**Records to use**
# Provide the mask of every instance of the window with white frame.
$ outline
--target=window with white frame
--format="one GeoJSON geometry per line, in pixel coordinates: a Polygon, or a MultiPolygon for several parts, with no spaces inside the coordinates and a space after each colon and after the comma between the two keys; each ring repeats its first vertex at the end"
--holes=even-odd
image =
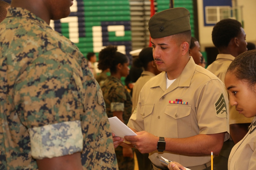
{"type": "Polygon", "coordinates": [[[206,22],[215,24],[231,15],[231,7],[229,6],[208,6],[205,7],[206,22]]]}

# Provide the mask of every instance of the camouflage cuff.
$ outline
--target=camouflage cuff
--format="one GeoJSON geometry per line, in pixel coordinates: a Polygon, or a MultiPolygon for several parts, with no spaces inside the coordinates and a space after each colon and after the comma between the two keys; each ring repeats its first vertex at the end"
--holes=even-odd
{"type": "Polygon", "coordinates": [[[112,102],[110,104],[110,111],[118,112],[124,111],[124,103],[120,102],[112,102]]]}
{"type": "Polygon", "coordinates": [[[31,154],[41,159],[81,152],[83,134],[80,121],[66,122],[28,129],[31,154]]]}

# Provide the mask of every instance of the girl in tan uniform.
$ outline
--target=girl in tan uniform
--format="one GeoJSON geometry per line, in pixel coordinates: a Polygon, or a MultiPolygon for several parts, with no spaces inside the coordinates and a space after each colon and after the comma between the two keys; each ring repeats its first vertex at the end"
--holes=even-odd
{"type": "MultiPolygon", "coordinates": [[[[256,169],[256,50],[244,52],[230,65],[225,78],[230,102],[240,114],[254,117],[244,137],[232,149],[229,158],[229,170],[256,169]]],[[[170,170],[185,170],[173,162],[170,170]]]]}

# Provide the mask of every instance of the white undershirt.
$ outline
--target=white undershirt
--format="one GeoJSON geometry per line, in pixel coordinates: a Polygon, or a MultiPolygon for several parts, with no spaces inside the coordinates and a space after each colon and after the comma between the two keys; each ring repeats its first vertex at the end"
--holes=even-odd
{"type": "Polygon", "coordinates": [[[176,79],[173,80],[169,80],[167,77],[167,73],[166,73],[166,89],[168,88],[171,85],[173,84],[173,83],[175,81],[176,79]]]}

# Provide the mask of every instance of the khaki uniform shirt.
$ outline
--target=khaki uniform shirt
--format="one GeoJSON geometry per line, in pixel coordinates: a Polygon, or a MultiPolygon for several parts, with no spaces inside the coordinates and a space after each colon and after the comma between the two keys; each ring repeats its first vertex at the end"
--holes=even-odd
{"type": "Polygon", "coordinates": [[[84,169],[117,169],[101,90],[78,48],[28,10],[0,24],[0,169],[79,152],[84,169]]]}
{"type": "Polygon", "coordinates": [[[138,103],[139,95],[141,89],[145,84],[152,78],[155,76],[154,73],[147,71],[143,71],[141,73],[141,76],[136,81],[132,89],[132,112],[134,111],[138,103]]]}
{"type": "MultiPolygon", "coordinates": [[[[228,99],[221,81],[196,65],[191,57],[180,75],[167,89],[166,74],[163,72],[152,78],[142,88],[137,109],[128,126],[165,138],[183,138],[225,132],[224,140],[227,140],[228,99]],[[188,104],[170,103],[176,99],[188,104]]],[[[160,166],[166,166],[159,160],[162,156],[189,167],[209,162],[210,153],[209,155],[189,156],[156,150],[150,153],[149,158],[160,166]]]]}
{"type": "MultiPolygon", "coordinates": [[[[218,77],[224,83],[225,76],[227,70],[235,57],[230,54],[218,54],[216,60],[207,67],[206,69],[218,77]]],[[[253,118],[247,118],[239,114],[236,110],[236,107],[229,104],[229,124],[250,123],[253,118]]]]}
{"type": "Polygon", "coordinates": [[[231,150],[228,158],[229,170],[256,169],[256,117],[249,131],[231,150]]]}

**Task description**
Repeat the lines of the records without any change, beginning with the line containing "# Provide the mask of every instance of the camouflage" and continuing through the line containing "--target=camouflage cuff".

**The result**
# Provide the mask of every instance of the camouflage cuff.
$ outline
--target=camouflage cuff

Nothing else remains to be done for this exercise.